Work to do: Identify every line in the items below that contains the word "ceiling", and copy each of those lines. Case counts.

Region labeling records:
════════

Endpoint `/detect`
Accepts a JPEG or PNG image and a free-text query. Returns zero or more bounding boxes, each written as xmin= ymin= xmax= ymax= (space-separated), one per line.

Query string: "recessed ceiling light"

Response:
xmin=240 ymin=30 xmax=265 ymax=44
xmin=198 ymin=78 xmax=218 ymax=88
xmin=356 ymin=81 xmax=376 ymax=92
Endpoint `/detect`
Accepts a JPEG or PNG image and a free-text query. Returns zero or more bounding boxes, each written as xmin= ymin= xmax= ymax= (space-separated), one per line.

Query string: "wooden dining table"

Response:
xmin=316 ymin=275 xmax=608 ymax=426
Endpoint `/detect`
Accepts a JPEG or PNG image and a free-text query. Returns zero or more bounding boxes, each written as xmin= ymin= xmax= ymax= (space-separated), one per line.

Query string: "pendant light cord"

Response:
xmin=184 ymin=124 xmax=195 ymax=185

════════

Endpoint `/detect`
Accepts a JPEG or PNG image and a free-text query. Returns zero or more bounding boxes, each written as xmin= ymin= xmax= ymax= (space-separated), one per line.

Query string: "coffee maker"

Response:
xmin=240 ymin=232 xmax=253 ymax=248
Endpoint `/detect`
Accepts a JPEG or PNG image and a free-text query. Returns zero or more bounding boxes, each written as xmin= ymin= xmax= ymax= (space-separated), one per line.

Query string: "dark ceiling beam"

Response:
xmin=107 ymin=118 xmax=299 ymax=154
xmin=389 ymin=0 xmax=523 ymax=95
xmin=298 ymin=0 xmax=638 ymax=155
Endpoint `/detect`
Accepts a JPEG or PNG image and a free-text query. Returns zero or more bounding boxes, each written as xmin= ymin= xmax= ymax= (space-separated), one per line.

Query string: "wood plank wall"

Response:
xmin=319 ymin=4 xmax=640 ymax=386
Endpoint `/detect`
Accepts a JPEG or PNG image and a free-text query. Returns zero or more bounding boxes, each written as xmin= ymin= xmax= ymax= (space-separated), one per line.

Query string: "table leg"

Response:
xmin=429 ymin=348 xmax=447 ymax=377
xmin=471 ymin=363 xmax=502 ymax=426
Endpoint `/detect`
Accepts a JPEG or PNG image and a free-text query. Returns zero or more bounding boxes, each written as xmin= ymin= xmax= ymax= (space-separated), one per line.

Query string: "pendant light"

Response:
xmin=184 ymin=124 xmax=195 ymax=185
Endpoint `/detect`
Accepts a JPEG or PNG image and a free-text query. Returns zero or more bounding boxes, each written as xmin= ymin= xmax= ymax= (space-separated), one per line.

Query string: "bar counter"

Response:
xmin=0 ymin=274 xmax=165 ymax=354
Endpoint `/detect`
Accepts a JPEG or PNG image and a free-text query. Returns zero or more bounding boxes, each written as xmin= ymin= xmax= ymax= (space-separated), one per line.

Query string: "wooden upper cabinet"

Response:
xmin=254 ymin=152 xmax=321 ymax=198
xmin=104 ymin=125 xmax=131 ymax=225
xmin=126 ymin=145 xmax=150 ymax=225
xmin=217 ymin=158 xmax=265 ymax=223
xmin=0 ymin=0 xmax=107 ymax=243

════════

Response:
Query string: "recessed ceiling light"
Query string: "dark ceiling beam"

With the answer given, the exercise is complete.